Directions —
(a) Using the chance creation case study, explain in one to three sentences why it compares how World Cup 2018 teams create chances.
(b) Please name the two metrics the chance creation case study uses to examine how teams create chances.

Case Study 2: Analyzing Team Chance Creation Patterns

Overview

This case study examines how different teams create chances using Expected Assists and Shot-Creating Actions. By comparing the chance creation methods of World Cup 2018 participants, we identify tactical patterns and understand what makes teams effective at generating scoring opportunities.

Learning Objectives: - Compare chance creation patterns across different teams - Identify tactical signatures in how teams create chances - Analyze the relationship between creation method and effectiveness - Understand set piece vs. open play contributions


The Question

The sporting director of your club wants to understand:

  1. How do the most successful World Cup teams create their chances?
  2. What's the balance between different creation methods (crosses, through balls, set pieces)?
  3. Which creation methods are most efficient at generating high-quality chances?
  4. What can we learn about tactical approaches from chance creation data?

Part 1: Team-Level xA Analysis

1.1 Calculating Team Chance Creation

import pandas as pd
import numpy as np
from statsbombpy import sb
import matplotlib.pyplot as plt
from collections import defaultdict

def load_team_chance_creation():
    """
    Load and calculate team-level chance creation metrics.
    """
    matches = sb.matches(competition_id=43, season_id=3)

    team_data = defaultdict(lambda: {
        'matches': 0,
        'total_xa': 0,
        'key_passes': 0,
        'crosses': 0,
        'through_balls': 0,
        'cutbacks': 0,
        'set_pieces': 0,
        'open_play': 0,
        'goals': 0,
        'shots': 0
    })

    all_xa_records = []

    for _, match_row in matches.iterrows():
        match_id = match_row['match_id']
        events = sb.events(match_id=match_id)

Recorded information —
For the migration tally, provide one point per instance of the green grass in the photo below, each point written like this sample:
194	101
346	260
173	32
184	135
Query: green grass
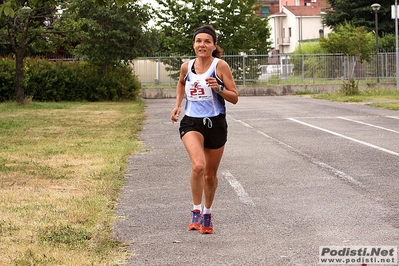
388	99
61	170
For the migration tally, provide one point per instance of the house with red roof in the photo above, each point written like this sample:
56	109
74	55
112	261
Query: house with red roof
297	21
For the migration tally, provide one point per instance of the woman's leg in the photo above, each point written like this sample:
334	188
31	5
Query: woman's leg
194	143
213	158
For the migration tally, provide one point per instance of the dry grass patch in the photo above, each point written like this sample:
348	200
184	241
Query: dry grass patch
61	169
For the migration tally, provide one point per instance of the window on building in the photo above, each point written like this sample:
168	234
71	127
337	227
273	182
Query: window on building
265	11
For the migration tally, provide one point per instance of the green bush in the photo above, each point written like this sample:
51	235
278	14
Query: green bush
45	80
7	79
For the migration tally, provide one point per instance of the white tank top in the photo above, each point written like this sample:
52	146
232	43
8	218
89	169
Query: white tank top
201	100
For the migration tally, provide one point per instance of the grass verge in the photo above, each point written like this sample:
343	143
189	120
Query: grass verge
61	170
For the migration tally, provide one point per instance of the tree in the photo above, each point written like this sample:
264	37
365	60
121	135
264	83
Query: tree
23	22
26	26
239	28
353	42
110	34
360	14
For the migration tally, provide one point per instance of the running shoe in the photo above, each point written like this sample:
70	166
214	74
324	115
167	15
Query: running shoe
206	224
195	221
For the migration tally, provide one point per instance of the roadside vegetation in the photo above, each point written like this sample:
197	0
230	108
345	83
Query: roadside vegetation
61	170
388	99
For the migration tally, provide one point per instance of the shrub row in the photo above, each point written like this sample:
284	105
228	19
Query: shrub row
45	80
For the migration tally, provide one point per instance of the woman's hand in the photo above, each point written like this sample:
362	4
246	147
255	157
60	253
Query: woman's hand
174	114
212	83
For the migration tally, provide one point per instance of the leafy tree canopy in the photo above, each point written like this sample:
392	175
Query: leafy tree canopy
360	14
109	35
239	28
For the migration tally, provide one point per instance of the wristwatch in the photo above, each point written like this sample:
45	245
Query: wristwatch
221	88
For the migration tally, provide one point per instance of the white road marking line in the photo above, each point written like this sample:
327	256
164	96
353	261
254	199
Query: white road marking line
346	137
322	165
238	188
367	124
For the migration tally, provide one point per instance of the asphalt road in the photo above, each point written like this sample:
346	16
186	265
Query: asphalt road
297	174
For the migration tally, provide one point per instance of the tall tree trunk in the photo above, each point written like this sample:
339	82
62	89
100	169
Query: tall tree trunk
19	75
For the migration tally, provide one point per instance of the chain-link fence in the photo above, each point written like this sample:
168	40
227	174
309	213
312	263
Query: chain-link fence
277	69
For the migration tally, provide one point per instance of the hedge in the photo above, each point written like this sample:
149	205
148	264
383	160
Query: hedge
46	80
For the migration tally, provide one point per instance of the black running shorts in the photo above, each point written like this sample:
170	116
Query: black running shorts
214	129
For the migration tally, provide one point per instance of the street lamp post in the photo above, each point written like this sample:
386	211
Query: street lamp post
376	7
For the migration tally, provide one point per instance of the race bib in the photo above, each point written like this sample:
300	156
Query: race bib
198	91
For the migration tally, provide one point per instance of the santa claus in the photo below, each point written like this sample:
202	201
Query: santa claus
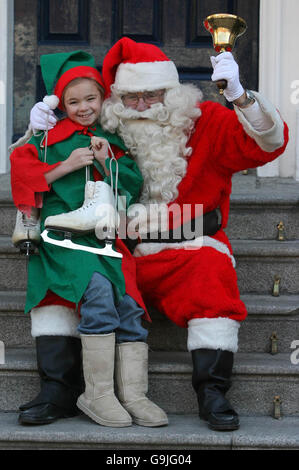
188	151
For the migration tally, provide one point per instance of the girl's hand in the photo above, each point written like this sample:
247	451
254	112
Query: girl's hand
100	149
79	158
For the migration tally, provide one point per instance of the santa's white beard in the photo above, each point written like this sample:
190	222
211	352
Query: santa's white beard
157	138
157	153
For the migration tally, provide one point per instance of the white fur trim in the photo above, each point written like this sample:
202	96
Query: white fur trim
144	249
271	139
146	76
54	320
213	333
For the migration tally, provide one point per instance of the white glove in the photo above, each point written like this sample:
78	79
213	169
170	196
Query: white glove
38	117
226	68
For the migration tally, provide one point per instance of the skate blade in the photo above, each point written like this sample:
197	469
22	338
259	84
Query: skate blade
67	243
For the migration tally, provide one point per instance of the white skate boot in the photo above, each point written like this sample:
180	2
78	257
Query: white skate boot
98	210
26	234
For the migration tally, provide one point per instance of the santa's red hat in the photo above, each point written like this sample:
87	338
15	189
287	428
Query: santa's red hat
130	66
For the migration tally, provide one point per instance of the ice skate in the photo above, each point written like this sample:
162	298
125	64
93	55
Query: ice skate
26	234
97	213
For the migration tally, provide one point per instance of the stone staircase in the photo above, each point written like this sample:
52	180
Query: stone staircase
260	376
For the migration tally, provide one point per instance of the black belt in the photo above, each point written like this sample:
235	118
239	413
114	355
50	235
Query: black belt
210	226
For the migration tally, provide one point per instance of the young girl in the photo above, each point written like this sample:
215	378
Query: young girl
111	308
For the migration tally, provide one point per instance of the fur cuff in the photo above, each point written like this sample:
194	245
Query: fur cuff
271	139
54	320
213	333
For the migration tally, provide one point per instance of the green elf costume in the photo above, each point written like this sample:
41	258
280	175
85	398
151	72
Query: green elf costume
58	277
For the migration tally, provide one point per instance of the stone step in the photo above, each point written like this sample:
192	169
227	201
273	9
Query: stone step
257	379
257	206
266	315
258	262
184	432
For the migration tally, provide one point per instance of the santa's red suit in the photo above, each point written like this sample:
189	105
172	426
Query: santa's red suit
187	283
193	282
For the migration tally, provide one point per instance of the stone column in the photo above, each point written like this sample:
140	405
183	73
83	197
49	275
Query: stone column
6	80
278	70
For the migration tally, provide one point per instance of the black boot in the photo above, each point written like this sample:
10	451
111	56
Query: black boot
212	370
59	366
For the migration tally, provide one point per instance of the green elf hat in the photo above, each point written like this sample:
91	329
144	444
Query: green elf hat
58	70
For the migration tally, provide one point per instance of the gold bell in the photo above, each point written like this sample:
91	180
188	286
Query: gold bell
225	29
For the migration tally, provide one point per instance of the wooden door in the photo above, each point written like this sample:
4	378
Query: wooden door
176	26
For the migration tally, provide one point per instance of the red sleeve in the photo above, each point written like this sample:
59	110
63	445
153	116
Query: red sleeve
231	147
27	176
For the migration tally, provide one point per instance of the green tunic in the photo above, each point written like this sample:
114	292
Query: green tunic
64	271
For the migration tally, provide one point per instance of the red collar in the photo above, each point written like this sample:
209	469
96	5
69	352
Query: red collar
65	128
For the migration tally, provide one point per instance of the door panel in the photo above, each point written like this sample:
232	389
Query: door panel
176	26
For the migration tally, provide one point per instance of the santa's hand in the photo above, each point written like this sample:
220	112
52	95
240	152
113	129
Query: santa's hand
42	117
226	68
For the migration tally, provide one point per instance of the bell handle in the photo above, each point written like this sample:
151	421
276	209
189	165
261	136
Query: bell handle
221	84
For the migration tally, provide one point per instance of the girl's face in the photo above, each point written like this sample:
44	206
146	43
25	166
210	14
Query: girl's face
83	102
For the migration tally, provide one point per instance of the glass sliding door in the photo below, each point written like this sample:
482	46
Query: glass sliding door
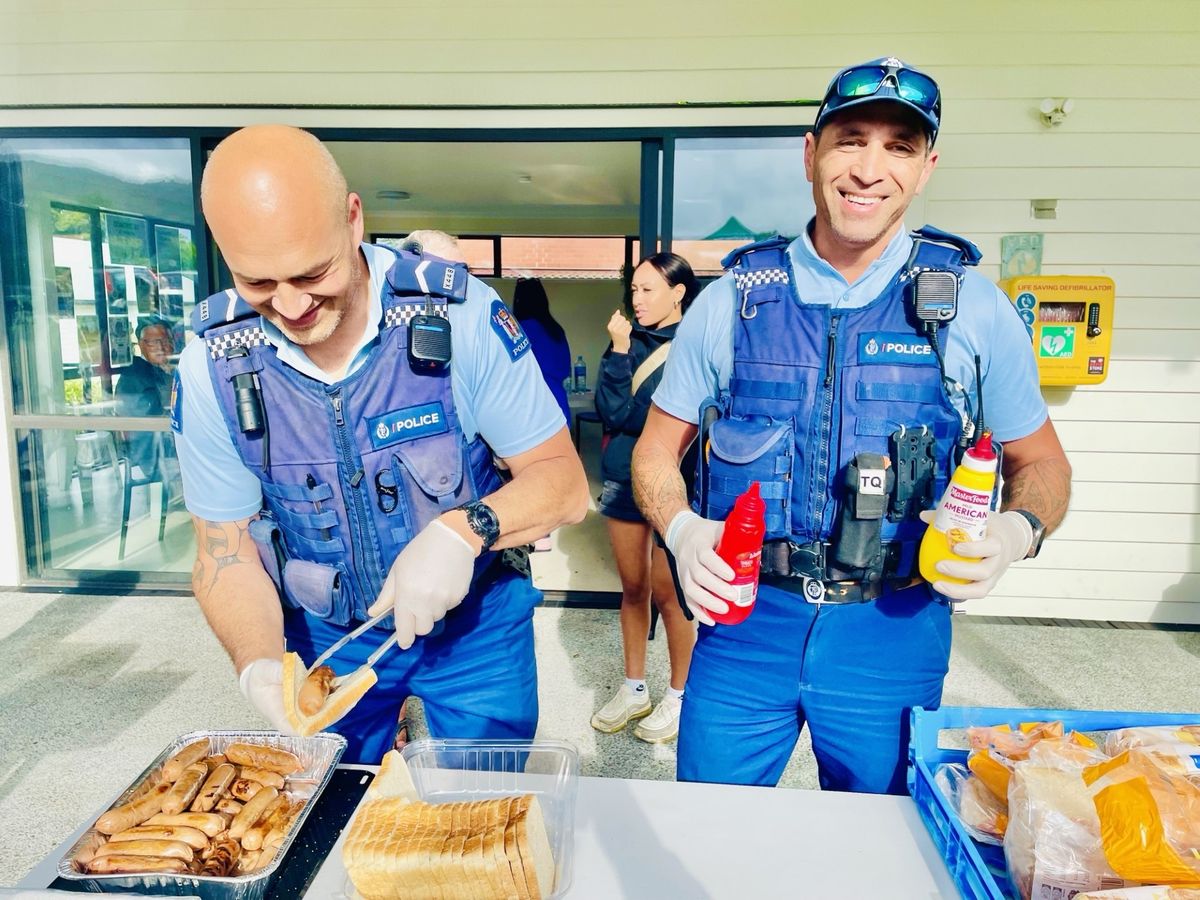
100	279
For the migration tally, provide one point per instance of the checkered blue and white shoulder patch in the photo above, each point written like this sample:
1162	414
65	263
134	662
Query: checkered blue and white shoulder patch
403	313
744	281
220	345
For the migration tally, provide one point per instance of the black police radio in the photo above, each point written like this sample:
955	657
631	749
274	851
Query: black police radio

Results for each task —
(a) The comparison is meant to reveal tactical patterns in how those teams build chances. It also aims to show what makes teams effective at generating scoring opportunities.

(b) Expected Assists and Shot-Creating Actions.